begin Record set

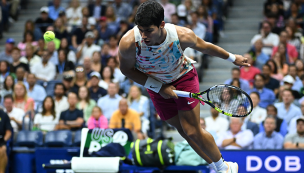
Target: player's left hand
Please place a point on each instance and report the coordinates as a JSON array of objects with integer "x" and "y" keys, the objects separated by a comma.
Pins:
[{"x": 241, "y": 61}]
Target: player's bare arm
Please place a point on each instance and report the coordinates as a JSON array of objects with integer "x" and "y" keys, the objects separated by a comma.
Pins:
[
  {"x": 127, "y": 58},
  {"x": 189, "y": 39}
]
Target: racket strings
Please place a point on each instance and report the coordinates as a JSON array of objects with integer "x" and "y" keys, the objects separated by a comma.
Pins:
[{"x": 230, "y": 100}]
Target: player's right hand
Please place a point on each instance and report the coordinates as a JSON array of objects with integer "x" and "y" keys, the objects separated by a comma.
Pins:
[{"x": 166, "y": 92}]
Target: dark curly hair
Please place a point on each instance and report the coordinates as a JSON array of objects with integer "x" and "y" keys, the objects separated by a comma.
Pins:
[{"x": 149, "y": 13}]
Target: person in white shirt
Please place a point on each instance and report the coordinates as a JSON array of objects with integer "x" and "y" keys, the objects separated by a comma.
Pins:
[
  {"x": 15, "y": 114},
  {"x": 47, "y": 119},
  {"x": 198, "y": 28},
  {"x": 87, "y": 48},
  {"x": 44, "y": 70},
  {"x": 61, "y": 101},
  {"x": 110, "y": 102},
  {"x": 216, "y": 123},
  {"x": 258, "y": 114},
  {"x": 235, "y": 138},
  {"x": 269, "y": 39}
]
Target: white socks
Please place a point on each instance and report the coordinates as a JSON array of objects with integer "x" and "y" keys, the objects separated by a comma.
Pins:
[{"x": 220, "y": 165}]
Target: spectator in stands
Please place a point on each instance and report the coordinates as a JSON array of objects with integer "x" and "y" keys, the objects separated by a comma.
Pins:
[
  {"x": 97, "y": 119},
  {"x": 281, "y": 125},
  {"x": 5, "y": 135},
  {"x": 30, "y": 27},
  {"x": 291, "y": 50},
  {"x": 80, "y": 79},
  {"x": 6, "y": 54},
  {"x": 4, "y": 72},
  {"x": 138, "y": 102},
  {"x": 96, "y": 62},
  {"x": 260, "y": 58},
  {"x": 269, "y": 39},
  {"x": 47, "y": 119},
  {"x": 128, "y": 118},
  {"x": 20, "y": 75},
  {"x": 267, "y": 96},
  {"x": 85, "y": 103},
  {"x": 41, "y": 47},
  {"x": 74, "y": 14},
  {"x": 53, "y": 53},
  {"x": 109, "y": 103},
  {"x": 95, "y": 90},
  {"x": 269, "y": 139},
  {"x": 286, "y": 109},
  {"x": 55, "y": 9},
  {"x": 44, "y": 70},
  {"x": 105, "y": 53},
  {"x": 15, "y": 114},
  {"x": 44, "y": 20},
  {"x": 114, "y": 64},
  {"x": 216, "y": 123},
  {"x": 198, "y": 28},
  {"x": 235, "y": 138},
  {"x": 36, "y": 92},
  {"x": 61, "y": 101},
  {"x": 270, "y": 82},
  {"x": 258, "y": 114},
  {"x": 71, "y": 56},
  {"x": 30, "y": 58},
  {"x": 28, "y": 38},
  {"x": 16, "y": 61},
  {"x": 60, "y": 30},
  {"x": 96, "y": 9},
  {"x": 235, "y": 74},
  {"x": 169, "y": 9},
  {"x": 104, "y": 30},
  {"x": 274, "y": 70},
  {"x": 87, "y": 66},
  {"x": 21, "y": 98},
  {"x": 8, "y": 86},
  {"x": 295, "y": 140},
  {"x": 113, "y": 43},
  {"x": 78, "y": 35},
  {"x": 71, "y": 119},
  {"x": 64, "y": 64},
  {"x": 87, "y": 48},
  {"x": 248, "y": 73},
  {"x": 107, "y": 76}
]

end Record set

--- Work instructions ---
Without the pictures, return the entries exactly as they appear.

--- Task solution ---
Target: player's left hand
Please place a point on each instance and report the coordinates as a JSON array of objects with integer "x" and "y" keys, the objects separated by a comma.
Pins:
[{"x": 241, "y": 61}]
Target: player's bare arm
Please place a point on each instance and report the coordinates as a JSON array of objects with integer "x" and "y" keys, the objects separated by a comma.
Pins:
[
  {"x": 127, "y": 58},
  {"x": 189, "y": 39}
]
Target: racket strings
Please place a point on each instance and report the coordinates as a JSON array of objects with integer "x" and "y" keys, the objects separated by a comma.
Pins:
[{"x": 230, "y": 100}]
Target: player's right hand
Please place a point on each instance and report the coordinates as a JSON array of objects with integer "x" and "y" keys, the objects separated by a comma.
Pins:
[{"x": 166, "y": 92}]
Target: dark curly hair
Please place a point on each instance and report the coordinates as a JSON array of objects with integer "x" and "y" keys, the objects separated by a comma.
Pins:
[{"x": 149, "y": 13}]
Target: person in white shirt
Please place a point on each instance and report the coordinates as a JSON array of objects with integer "x" and "y" keys, the objects separated by a comma.
Pins:
[
  {"x": 15, "y": 114},
  {"x": 47, "y": 119},
  {"x": 198, "y": 28},
  {"x": 87, "y": 48},
  {"x": 44, "y": 70},
  {"x": 61, "y": 101},
  {"x": 110, "y": 102},
  {"x": 216, "y": 123},
  {"x": 258, "y": 114},
  {"x": 235, "y": 138},
  {"x": 269, "y": 39}
]
Target: white socks
Please place a point on each instance and report the coordinates as a JSON array of objects with integer "x" and "y" keys, the objects separated by a comma.
Pins:
[{"x": 220, "y": 165}]
Target: spectator in stands
Please place a point on each instance and report the coordinates as a JSON array of objects with integer "x" and "y" keys, the objects separated by a comma.
Pins:
[
  {"x": 97, "y": 119},
  {"x": 281, "y": 125},
  {"x": 5, "y": 135},
  {"x": 30, "y": 27},
  {"x": 291, "y": 50},
  {"x": 80, "y": 79},
  {"x": 6, "y": 54},
  {"x": 4, "y": 72},
  {"x": 138, "y": 102},
  {"x": 96, "y": 62},
  {"x": 260, "y": 58},
  {"x": 269, "y": 39},
  {"x": 47, "y": 119},
  {"x": 128, "y": 118},
  {"x": 20, "y": 75},
  {"x": 267, "y": 96},
  {"x": 85, "y": 103},
  {"x": 41, "y": 47},
  {"x": 74, "y": 14},
  {"x": 53, "y": 53},
  {"x": 109, "y": 103},
  {"x": 95, "y": 90},
  {"x": 269, "y": 139},
  {"x": 286, "y": 109},
  {"x": 55, "y": 9},
  {"x": 44, "y": 70},
  {"x": 105, "y": 53},
  {"x": 15, "y": 114},
  {"x": 44, "y": 20},
  {"x": 114, "y": 64},
  {"x": 216, "y": 123},
  {"x": 198, "y": 28},
  {"x": 235, "y": 138},
  {"x": 36, "y": 92},
  {"x": 61, "y": 101},
  {"x": 270, "y": 82},
  {"x": 258, "y": 114},
  {"x": 71, "y": 56},
  {"x": 30, "y": 58},
  {"x": 28, "y": 38},
  {"x": 16, "y": 61},
  {"x": 60, "y": 30},
  {"x": 96, "y": 9},
  {"x": 235, "y": 74},
  {"x": 169, "y": 9},
  {"x": 104, "y": 30},
  {"x": 274, "y": 70},
  {"x": 87, "y": 66},
  {"x": 21, "y": 98},
  {"x": 8, "y": 86},
  {"x": 295, "y": 140},
  {"x": 113, "y": 43},
  {"x": 78, "y": 35},
  {"x": 71, "y": 119},
  {"x": 64, "y": 64},
  {"x": 87, "y": 48},
  {"x": 248, "y": 73},
  {"x": 107, "y": 76}
]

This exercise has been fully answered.